◆ DATA EXCERPTS ◆
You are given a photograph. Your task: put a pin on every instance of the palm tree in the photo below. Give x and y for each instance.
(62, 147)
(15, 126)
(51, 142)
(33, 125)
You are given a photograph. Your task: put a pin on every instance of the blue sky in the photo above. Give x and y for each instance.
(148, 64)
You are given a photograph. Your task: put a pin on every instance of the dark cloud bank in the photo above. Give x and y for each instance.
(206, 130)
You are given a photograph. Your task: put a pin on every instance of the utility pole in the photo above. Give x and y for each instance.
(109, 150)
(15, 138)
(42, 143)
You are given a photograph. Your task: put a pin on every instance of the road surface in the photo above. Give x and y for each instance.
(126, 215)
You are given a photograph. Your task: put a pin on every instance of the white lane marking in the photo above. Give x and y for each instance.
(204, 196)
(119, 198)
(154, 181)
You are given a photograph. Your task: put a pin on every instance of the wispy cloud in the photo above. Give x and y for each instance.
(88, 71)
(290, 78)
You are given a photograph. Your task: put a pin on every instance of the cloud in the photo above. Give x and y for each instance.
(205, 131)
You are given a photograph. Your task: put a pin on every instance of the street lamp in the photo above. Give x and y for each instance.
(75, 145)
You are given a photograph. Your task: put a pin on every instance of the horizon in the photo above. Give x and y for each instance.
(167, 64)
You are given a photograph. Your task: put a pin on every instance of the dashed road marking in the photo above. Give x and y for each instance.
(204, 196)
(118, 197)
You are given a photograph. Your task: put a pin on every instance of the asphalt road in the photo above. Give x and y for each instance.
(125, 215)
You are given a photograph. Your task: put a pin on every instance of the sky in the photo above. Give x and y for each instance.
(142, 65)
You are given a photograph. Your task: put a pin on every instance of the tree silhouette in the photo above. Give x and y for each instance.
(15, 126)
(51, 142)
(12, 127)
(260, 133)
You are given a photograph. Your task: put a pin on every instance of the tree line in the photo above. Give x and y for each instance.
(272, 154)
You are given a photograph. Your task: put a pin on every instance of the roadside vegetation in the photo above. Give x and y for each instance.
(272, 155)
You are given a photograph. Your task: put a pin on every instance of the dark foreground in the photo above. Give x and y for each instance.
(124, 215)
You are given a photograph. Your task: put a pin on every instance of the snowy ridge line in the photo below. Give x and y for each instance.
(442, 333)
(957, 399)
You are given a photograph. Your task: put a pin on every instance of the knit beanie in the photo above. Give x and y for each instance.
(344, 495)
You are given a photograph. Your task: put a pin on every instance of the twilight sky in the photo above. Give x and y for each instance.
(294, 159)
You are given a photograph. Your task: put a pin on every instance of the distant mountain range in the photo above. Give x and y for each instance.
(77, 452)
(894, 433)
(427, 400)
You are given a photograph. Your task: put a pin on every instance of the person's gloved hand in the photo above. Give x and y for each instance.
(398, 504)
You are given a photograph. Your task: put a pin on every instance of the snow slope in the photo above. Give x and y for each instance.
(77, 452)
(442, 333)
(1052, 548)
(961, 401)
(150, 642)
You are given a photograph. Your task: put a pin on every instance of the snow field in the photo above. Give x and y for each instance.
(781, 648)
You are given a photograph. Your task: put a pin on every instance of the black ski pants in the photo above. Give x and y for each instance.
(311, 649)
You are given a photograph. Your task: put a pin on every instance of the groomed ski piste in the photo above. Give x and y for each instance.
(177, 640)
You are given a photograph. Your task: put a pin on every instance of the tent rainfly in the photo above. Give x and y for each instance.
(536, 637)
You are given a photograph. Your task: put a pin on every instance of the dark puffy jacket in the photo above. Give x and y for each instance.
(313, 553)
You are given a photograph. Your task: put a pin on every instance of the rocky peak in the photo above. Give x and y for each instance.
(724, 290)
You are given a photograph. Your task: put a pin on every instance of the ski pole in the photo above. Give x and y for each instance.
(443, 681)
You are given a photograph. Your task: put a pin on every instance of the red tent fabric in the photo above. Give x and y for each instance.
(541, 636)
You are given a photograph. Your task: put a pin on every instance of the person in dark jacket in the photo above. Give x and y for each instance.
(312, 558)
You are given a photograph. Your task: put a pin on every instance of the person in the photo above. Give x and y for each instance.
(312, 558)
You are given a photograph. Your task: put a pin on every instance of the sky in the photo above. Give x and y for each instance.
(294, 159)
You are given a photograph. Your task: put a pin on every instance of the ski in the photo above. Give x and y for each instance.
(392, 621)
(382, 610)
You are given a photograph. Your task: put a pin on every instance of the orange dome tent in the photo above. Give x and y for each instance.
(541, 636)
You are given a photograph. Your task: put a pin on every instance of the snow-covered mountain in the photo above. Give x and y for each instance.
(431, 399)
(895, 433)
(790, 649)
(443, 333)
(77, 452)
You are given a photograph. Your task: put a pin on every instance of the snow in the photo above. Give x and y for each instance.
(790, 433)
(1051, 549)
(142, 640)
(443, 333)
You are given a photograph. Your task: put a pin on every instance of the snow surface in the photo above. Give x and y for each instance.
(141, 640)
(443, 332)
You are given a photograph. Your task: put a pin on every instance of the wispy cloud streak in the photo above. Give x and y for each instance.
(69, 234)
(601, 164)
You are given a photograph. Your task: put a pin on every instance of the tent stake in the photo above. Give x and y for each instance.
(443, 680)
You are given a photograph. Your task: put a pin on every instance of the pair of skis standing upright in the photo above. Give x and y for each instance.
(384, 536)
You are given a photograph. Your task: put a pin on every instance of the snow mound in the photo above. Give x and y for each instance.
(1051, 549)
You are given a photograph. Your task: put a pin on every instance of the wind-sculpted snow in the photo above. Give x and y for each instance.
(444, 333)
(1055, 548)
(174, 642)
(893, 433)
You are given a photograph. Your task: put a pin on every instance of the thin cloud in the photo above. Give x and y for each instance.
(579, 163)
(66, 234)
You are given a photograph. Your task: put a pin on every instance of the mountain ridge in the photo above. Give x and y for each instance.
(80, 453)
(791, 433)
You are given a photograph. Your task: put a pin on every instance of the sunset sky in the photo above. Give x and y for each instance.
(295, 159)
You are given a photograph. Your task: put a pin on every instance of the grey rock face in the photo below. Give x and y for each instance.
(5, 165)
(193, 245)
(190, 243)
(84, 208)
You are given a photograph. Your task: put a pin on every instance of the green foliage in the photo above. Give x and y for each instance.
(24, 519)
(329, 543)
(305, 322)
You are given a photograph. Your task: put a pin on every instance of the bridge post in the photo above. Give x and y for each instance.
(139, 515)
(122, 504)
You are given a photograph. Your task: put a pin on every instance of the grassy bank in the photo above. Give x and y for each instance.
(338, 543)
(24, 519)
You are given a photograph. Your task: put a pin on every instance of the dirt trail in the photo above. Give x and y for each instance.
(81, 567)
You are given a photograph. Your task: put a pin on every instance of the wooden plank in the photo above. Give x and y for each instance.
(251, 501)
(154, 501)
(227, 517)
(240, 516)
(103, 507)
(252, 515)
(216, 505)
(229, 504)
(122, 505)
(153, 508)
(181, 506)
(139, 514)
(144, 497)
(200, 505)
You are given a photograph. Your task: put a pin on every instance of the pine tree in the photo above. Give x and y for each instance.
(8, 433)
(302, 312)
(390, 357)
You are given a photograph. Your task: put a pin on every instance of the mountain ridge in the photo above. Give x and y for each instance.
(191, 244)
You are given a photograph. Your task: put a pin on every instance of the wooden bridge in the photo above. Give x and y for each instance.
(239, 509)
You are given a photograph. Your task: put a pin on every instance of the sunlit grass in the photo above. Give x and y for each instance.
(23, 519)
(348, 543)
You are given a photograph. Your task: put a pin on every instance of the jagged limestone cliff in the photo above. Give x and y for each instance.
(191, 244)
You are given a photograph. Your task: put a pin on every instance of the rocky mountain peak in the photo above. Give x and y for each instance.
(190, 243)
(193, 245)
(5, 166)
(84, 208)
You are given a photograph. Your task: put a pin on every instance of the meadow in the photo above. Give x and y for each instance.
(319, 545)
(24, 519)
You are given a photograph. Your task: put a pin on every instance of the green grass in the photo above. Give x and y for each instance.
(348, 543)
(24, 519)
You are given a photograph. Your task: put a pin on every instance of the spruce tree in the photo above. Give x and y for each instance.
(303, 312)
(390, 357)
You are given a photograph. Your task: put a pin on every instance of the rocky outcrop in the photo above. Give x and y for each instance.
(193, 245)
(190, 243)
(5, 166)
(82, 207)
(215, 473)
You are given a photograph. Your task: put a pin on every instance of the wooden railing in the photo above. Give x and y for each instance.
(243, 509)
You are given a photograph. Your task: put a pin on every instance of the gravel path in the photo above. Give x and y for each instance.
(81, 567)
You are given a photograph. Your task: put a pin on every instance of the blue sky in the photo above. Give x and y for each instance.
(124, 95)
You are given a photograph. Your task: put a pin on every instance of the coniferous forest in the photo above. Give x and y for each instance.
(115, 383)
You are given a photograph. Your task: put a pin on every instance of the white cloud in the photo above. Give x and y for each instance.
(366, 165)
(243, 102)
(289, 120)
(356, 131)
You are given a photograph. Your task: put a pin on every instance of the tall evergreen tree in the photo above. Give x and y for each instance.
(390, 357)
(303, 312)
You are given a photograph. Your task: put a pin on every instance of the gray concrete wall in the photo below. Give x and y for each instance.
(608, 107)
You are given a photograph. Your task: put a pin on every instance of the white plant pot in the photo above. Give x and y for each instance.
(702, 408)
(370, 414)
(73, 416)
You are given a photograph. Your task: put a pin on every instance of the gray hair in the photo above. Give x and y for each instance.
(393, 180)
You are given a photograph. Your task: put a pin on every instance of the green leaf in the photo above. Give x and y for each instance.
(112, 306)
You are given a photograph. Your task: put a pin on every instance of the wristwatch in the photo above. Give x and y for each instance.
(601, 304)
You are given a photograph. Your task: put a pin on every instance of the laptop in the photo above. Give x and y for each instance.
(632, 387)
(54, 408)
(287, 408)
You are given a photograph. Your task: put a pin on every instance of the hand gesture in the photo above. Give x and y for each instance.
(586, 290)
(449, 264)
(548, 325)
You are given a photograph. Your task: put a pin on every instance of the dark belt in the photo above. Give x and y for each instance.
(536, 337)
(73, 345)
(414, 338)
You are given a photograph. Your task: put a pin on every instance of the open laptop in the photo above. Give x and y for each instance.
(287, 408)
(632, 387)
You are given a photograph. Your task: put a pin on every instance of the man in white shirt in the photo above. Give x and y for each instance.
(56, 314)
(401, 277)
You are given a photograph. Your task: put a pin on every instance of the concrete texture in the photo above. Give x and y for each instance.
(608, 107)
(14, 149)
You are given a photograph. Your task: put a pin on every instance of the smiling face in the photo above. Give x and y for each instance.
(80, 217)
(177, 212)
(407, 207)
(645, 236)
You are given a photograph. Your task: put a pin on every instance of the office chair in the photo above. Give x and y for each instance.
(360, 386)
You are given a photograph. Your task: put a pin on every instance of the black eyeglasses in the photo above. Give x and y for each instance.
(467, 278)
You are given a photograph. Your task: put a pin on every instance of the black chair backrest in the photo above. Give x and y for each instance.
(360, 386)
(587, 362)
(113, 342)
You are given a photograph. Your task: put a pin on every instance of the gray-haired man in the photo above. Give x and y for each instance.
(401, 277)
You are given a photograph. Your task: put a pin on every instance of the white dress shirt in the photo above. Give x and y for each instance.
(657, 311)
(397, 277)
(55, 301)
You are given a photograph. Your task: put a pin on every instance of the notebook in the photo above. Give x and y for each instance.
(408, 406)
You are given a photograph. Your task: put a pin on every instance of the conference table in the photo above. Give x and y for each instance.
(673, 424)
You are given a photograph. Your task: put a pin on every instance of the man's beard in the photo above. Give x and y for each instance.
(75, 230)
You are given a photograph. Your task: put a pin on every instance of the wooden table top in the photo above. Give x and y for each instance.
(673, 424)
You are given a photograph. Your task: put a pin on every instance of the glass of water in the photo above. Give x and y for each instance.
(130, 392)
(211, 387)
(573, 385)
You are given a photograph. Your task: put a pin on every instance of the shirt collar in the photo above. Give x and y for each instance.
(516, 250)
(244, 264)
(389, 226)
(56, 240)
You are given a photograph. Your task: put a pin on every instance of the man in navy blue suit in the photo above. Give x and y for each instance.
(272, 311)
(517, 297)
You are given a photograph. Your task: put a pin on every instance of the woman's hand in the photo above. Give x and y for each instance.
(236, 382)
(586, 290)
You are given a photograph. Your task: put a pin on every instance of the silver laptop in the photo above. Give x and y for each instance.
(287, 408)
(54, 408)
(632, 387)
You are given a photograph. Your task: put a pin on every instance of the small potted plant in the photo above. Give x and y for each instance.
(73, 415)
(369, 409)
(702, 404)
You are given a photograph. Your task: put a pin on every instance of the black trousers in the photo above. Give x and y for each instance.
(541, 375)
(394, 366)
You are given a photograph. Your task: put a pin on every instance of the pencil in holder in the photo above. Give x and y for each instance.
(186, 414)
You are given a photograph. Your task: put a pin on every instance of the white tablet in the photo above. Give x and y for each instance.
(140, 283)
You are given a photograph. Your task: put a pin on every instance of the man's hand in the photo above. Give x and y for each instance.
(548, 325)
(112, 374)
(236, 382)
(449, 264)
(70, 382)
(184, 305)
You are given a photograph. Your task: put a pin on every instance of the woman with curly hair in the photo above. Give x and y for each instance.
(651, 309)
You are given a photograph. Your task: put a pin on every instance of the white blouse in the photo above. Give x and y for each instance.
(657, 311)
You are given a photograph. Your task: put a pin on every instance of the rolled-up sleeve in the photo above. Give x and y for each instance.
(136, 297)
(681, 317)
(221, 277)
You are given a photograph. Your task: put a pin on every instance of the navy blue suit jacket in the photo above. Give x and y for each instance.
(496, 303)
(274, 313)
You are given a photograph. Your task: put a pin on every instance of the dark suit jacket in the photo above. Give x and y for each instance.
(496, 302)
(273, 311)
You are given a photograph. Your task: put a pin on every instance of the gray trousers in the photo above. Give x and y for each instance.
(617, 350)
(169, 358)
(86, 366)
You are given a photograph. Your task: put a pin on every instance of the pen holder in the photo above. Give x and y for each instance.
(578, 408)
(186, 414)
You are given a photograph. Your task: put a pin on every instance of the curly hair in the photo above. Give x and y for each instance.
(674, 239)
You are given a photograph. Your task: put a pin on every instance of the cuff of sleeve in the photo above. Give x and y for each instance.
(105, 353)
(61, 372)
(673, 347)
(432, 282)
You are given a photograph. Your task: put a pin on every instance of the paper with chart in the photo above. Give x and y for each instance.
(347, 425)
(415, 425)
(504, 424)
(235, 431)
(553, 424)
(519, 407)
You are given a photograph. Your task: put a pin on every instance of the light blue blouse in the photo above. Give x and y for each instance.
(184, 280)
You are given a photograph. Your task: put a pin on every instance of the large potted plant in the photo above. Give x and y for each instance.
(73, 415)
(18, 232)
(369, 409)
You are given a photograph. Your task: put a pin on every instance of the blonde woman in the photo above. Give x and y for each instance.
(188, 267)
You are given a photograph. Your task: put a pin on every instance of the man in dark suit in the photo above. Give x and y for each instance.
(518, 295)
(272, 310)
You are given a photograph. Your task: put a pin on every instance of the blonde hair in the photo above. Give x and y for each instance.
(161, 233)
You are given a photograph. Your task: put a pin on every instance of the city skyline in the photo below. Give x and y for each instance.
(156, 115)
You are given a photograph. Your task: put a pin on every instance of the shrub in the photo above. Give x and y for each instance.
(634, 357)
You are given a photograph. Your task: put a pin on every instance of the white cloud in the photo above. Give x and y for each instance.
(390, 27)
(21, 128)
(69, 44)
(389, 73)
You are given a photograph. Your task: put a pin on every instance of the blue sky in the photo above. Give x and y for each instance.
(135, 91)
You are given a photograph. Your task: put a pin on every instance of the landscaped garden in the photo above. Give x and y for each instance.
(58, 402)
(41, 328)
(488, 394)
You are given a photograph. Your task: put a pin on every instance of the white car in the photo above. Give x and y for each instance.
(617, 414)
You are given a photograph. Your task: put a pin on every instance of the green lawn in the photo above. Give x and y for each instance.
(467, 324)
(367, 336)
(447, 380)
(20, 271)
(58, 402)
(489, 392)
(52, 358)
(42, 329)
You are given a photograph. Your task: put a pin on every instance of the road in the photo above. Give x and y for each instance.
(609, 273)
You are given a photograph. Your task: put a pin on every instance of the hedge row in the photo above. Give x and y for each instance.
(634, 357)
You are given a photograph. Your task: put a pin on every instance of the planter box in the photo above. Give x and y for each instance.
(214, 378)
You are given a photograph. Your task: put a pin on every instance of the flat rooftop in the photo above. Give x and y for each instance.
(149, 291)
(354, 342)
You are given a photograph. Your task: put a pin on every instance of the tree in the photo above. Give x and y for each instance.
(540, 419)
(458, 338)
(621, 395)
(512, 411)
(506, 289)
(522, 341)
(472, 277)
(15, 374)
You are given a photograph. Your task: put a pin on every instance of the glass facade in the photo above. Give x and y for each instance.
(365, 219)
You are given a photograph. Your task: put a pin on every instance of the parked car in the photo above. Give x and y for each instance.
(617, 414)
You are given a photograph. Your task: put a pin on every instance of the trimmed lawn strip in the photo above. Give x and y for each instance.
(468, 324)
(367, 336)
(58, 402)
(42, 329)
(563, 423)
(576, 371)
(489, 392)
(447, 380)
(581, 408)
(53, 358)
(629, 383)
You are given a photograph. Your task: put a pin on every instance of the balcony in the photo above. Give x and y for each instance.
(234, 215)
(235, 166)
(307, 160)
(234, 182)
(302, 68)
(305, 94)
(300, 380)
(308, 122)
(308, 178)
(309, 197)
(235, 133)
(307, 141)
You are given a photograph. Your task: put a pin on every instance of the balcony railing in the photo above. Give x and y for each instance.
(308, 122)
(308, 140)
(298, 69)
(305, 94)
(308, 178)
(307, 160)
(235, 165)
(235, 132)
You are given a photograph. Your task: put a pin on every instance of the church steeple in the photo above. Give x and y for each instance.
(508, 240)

◆ AIM OF THE TASK ◆
Output the lines from the line containing "of the planter" to the end, both included; add nothing.

◆ EXERCISE SOLUTION ◆
You are given a photograph. Your task: put a pin on every instance of the planter box in the photo above. Give x and y for each instance.
(214, 378)
You are given a photograph. Your task: put a pin on every instance of the flat rooftop in the photo above. Give x and y for each instance.
(149, 291)
(354, 342)
You are given a photograph. Your task: put a pin on every instance of the tree in the photo above. Give x and y for each instance.
(540, 419)
(458, 338)
(621, 395)
(512, 411)
(506, 289)
(522, 341)
(472, 277)
(15, 374)
You are given a photograph. Your task: put a pin on every instance of the glass facade in the photo above. Give x and y for each instance.
(365, 219)
You are given a photograph. Your task: put a pin on every instance of the parked car in the photo above. Give x and y for each instance.
(617, 414)
You are given a photograph. Your task: put a pin on every instance of the trimmed lawn strip in the photo above. Give x and y for each instance.
(468, 324)
(367, 336)
(58, 402)
(42, 329)
(563, 423)
(576, 371)
(489, 392)
(447, 380)
(581, 408)
(53, 358)
(629, 383)
You are given a photograph. Your task: put a pin on every instance of the balcony in the photo above. Give x and y for each instance.
(234, 215)
(235, 166)
(307, 160)
(234, 182)
(302, 68)
(305, 94)
(300, 380)
(308, 122)
(308, 178)
(309, 197)
(235, 133)
(307, 141)
You are given a photograph. Your task: put a pin on every instance of the balcony railing in the photo above. Give x and y for each instance.
(308, 122)
(308, 140)
(298, 69)
(305, 94)
(308, 178)
(307, 160)
(235, 165)
(235, 132)
You are given a photograph. Your task: put a pin on every instance of the church steeple in the photo above. Give x and y for each instance.
(508, 240)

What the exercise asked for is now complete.